**WORK REQUIRED**
Could you please output all of the data exactly, without the images?
***** RECORDS PROVIDED
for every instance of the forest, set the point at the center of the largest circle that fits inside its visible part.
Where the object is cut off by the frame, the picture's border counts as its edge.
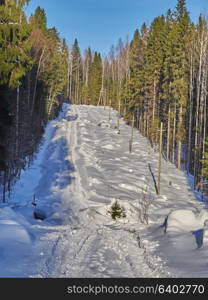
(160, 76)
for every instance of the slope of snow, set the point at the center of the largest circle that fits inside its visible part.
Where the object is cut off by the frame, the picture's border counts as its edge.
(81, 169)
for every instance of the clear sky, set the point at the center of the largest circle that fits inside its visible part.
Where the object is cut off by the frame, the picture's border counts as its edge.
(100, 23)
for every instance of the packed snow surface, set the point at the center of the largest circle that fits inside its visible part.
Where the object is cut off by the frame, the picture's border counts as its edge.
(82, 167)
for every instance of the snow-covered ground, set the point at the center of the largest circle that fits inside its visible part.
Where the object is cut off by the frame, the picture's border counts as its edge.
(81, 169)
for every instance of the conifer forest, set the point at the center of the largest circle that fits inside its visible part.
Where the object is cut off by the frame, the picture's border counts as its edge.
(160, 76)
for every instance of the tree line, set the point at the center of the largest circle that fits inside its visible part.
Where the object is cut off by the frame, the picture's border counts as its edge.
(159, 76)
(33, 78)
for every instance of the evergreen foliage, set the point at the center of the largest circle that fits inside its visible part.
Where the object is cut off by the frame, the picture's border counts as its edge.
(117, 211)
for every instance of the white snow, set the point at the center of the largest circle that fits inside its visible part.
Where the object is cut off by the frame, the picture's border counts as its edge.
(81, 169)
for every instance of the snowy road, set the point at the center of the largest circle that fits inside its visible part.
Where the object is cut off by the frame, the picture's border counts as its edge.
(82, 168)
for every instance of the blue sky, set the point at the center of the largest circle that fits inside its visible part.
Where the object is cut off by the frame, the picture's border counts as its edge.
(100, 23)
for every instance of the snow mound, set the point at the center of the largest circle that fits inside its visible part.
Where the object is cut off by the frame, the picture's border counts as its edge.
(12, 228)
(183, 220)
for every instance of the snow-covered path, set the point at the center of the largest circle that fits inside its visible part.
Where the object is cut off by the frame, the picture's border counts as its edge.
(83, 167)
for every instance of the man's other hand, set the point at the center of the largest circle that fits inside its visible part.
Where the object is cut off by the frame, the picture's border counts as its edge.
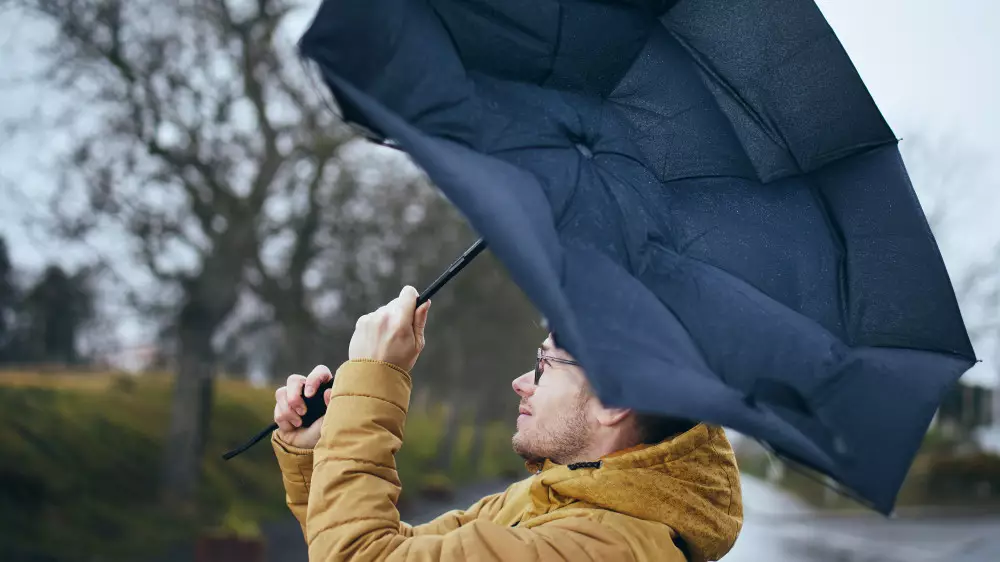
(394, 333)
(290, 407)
**********
**ANSWER SECTION**
for every instance of the forest, set the point at the center of the largest circle that fits inside its visible part.
Where the object is cut off by the frame, the picture's border counts as its edge.
(160, 76)
for every instance of the slope of snow, set the point at the center of the largest circle that fits inside its visible part.
Where the object is cut off by the frame, the picture's border counts as its edge.
(81, 169)
for every instance of the clear sky, set the point at the center of the largest circle that fits inside its visible part.
Where the object is cut off by the frame, the picture's border counts as its edge.
(100, 23)
for every instance of the packed snow surface, set the point at the center of the largest circle that fits inside its visible part.
Where the object is cut off by the frame, the picture's border counts as its edge.
(82, 167)
for every instance of the snow-covered ground, set the point at the center of the largest circle that fits inside its visible part.
Where the object is cut off by the frame, the picture's border counts as its edge.
(81, 169)
for every instance of the conifer forest, set the point at the center of the largest circle that fits inside its visible part.
Where the object is cut off by the frame, the picture's border counts as its edge.
(160, 76)
for every instance of the tree line, set the point at the center of the largest circle that fits inside its visible part.
Where the object is cut off by the frame, the picture's border counts as its edge.
(159, 76)
(33, 78)
for every instance of the evergreen foliage, set the point at the center of the largest circle that fits inside its visible part.
Where the object is cut off by the frame, the picture's border counts as its edge.
(117, 211)
for every instance of the white snow, set the point at the center of the largest circle that fits inside its visible part.
Where the object is cut off by the frame, the picture's border counts as its edge.
(81, 169)
for every instance of the snowy road, set the point at the center of the largest circle that fits inside its visible part.
Where the object is cut off by the frame, the picture's border counts as its edge.
(82, 168)
for every instance of the blue sky, set the point at the center of the largest circle that fits inside its visible part.
Where the object is cut off by the frame, the picture's border counts as its edge.
(100, 23)
for every instance of the snow mound, set the point at the center of the largest circle that fits inside its visible part.
Where the object is cut off by the frame, the picture's border counts as its edge.
(12, 228)
(183, 220)
for every instance of the snow-covered path, set the point at the center of the largest circle that fits inside its visible part.
Where the object is cut off by the frame, the picture's border counts as its edge.
(83, 167)
for every instance of the man's other hand, set the point at the center of the largest circle that fits inside its visible part.
Where the object is cut off by the frame, the picture's border counts as its edge.
(394, 333)
(290, 407)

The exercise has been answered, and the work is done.